▶ **EXERCISE PROMPT**
Report each line of the data below in which "murky" appears.

▶ **INFORMATION**
[Start of section]

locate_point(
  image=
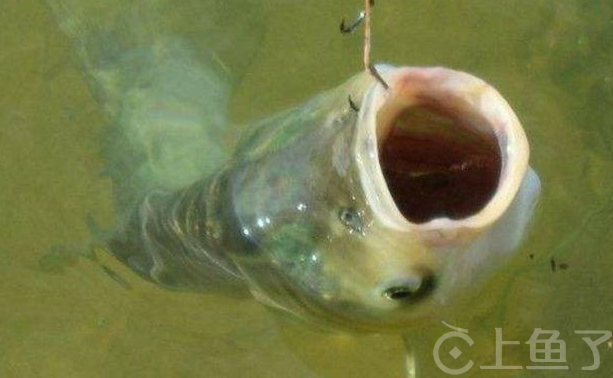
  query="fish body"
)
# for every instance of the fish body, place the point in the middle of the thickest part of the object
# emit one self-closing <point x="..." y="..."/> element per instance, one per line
<point x="303" y="215"/>
<point x="373" y="219"/>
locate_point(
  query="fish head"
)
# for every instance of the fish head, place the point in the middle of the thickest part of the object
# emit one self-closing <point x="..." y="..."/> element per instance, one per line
<point x="378" y="217"/>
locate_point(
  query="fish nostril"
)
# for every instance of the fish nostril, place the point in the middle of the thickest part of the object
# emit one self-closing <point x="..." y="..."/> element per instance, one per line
<point x="411" y="291"/>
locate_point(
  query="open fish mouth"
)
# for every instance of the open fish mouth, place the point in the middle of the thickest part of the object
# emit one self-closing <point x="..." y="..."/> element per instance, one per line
<point x="441" y="150"/>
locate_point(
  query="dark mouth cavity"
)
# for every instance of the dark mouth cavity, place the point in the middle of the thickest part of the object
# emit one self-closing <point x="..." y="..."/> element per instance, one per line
<point x="437" y="165"/>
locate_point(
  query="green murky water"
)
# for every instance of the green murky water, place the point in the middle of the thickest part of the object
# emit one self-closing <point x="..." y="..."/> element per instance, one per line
<point x="64" y="316"/>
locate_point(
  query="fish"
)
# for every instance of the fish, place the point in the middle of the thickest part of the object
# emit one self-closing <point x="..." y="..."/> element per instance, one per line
<point x="372" y="213"/>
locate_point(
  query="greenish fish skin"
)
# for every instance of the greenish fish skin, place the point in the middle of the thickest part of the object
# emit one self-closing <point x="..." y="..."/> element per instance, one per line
<point x="290" y="216"/>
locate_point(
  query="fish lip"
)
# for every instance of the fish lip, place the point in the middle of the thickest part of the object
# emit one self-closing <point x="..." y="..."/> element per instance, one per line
<point x="406" y="86"/>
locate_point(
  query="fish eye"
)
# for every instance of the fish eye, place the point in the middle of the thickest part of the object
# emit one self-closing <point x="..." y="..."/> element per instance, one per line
<point x="351" y="218"/>
<point x="410" y="293"/>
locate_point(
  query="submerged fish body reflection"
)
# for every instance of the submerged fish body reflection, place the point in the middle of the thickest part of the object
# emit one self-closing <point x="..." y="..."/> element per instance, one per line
<point x="371" y="219"/>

[End of section]

▶ **RESULT OF THIS EXERCISE**
  query="green murky water"
# for every instance of the green murky water, place the point in the middle of the thickest part of the object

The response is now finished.